(DATA FOR THIS TASK):
# # # #
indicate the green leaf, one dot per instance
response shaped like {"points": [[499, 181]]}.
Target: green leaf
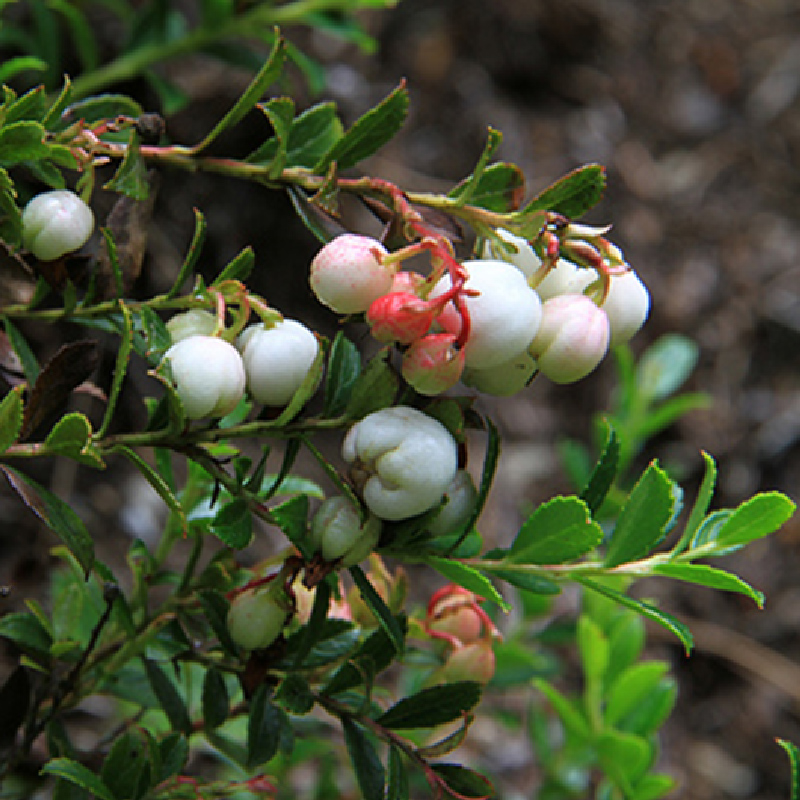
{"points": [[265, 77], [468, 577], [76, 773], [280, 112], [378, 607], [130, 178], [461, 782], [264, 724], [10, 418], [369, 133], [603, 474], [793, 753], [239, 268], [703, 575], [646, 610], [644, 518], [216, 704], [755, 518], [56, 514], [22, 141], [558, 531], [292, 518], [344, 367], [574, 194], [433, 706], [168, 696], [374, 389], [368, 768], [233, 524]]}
# # # #
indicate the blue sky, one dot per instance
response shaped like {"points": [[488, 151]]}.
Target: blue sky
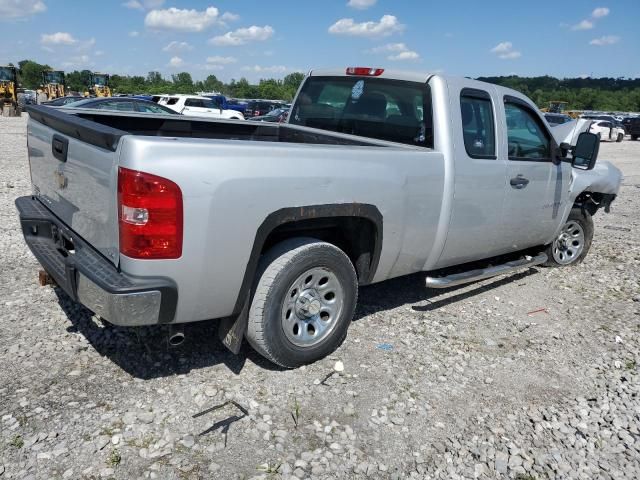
# # # #
Transcribe the lines starting at the one containing "indicate the blue sky, one dot per instance" and ending at the one containing "Target: blue sky", with both of those lines included and every character reproduced unchanged.

(RESULT BELOW):
indicate the blue sky, one dot per instance
response shaped like {"points": [[488, 151]]}.
Target: blue sky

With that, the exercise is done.